Stored data:
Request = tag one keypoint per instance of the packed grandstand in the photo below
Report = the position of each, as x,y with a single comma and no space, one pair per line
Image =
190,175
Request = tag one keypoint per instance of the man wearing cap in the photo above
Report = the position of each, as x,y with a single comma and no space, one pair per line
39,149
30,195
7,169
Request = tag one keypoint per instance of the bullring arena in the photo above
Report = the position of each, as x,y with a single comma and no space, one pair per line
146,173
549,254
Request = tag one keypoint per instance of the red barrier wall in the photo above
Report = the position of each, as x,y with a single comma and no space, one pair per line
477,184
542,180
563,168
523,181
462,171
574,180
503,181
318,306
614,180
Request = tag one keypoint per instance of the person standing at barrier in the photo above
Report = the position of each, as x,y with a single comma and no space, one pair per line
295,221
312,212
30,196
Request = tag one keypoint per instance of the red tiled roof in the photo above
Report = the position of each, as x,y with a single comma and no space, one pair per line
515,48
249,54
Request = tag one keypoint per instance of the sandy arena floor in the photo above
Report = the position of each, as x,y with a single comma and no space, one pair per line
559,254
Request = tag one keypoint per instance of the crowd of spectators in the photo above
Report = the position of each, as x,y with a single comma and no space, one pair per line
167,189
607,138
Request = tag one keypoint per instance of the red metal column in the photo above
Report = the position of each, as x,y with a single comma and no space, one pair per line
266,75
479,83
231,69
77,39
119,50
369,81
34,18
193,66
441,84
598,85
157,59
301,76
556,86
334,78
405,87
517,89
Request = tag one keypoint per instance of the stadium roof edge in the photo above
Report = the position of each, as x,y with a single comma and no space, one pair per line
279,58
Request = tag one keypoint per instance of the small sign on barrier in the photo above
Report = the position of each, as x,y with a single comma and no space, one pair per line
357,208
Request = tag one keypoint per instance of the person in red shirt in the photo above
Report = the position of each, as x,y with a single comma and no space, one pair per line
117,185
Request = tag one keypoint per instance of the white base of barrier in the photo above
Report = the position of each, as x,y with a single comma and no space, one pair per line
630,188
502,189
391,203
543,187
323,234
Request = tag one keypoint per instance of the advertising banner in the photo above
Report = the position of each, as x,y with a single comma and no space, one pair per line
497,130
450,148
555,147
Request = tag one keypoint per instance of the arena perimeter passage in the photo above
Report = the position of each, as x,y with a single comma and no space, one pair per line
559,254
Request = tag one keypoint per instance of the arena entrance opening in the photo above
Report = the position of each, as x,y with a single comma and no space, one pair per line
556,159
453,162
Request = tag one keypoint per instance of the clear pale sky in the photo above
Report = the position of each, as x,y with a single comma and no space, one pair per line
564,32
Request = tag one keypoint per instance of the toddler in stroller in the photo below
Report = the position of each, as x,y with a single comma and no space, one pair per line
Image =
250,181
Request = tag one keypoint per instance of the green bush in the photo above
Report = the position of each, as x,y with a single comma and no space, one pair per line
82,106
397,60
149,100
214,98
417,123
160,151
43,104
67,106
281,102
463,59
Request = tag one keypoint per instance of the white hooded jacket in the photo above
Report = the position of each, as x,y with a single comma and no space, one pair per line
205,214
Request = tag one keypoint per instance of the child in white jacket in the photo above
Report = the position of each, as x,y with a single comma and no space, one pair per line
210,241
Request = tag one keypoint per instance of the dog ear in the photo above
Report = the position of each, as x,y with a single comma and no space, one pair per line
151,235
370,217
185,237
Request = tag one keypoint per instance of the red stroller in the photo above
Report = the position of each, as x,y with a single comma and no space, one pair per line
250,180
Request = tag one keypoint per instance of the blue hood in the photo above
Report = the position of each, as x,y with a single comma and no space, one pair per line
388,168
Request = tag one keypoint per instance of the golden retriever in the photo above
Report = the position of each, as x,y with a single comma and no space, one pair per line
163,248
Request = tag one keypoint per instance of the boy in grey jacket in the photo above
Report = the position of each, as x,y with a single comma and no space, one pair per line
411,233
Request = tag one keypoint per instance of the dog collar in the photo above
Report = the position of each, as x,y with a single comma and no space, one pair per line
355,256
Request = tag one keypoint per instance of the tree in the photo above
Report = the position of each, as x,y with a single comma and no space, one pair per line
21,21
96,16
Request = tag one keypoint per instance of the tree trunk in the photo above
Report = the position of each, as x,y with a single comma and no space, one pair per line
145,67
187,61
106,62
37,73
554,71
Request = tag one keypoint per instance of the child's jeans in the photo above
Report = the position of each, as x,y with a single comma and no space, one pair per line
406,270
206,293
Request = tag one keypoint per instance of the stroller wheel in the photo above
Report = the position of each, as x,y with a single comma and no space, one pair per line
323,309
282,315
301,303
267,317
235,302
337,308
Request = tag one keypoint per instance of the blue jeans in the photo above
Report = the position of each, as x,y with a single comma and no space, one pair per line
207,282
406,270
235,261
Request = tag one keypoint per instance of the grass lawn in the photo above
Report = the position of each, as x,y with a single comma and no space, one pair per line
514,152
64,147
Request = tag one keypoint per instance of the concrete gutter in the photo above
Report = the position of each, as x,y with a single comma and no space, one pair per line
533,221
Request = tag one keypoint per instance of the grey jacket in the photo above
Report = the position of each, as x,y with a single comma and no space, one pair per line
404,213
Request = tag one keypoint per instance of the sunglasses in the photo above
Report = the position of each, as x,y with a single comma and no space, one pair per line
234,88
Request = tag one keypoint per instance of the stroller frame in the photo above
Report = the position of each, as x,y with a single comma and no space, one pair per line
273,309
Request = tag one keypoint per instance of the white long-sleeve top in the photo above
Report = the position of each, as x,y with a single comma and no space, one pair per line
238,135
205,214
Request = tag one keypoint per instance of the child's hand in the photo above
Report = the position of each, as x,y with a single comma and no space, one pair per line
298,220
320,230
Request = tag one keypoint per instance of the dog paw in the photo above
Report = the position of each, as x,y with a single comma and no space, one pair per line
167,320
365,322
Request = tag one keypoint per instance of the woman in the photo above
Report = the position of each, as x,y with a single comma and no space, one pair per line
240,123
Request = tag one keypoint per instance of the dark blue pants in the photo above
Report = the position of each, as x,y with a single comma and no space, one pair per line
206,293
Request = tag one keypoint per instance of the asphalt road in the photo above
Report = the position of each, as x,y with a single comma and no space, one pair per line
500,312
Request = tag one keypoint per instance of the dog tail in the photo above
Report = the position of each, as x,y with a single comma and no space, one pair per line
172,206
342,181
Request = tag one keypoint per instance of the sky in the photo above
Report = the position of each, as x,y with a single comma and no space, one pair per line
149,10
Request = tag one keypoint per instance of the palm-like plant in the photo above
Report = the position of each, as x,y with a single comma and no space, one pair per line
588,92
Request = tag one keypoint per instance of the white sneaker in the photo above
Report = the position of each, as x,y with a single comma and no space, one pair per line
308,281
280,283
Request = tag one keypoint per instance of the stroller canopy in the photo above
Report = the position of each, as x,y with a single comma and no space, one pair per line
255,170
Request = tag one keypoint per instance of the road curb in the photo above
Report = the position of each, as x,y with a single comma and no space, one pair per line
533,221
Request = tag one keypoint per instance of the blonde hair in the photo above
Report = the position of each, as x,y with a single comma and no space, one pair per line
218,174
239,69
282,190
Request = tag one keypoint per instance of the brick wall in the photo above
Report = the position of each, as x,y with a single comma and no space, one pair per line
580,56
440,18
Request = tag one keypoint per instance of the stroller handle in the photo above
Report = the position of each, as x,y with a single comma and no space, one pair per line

### [WHAT IS REQUIRED]
Beginning with the first line above, could you copy every line exactly, up to and including the one with "Request = tag one keypoint per instance of the red barrier"?

### [RESULT BELOW]
Request = tag one keypoint per instance of the packed grandstand in the photo below
Report = the position of each, as x,y with a single comma and no space, one pair per line
Image =
190,175
Request = tag one keypoint per instance of the man wearing cap in the photo above
Report = the position of each, as x,y with a single comma and no space, one pair per line
39,149
30,195
7,169
Request = tag one keypoint per instance of the bullring arena in the photo above
Report = the position of each, as x,y with a single comma and no space, one pair per line
146,173
549,254
Request = tag one keypoint per instance of the red barrier wall in the photo above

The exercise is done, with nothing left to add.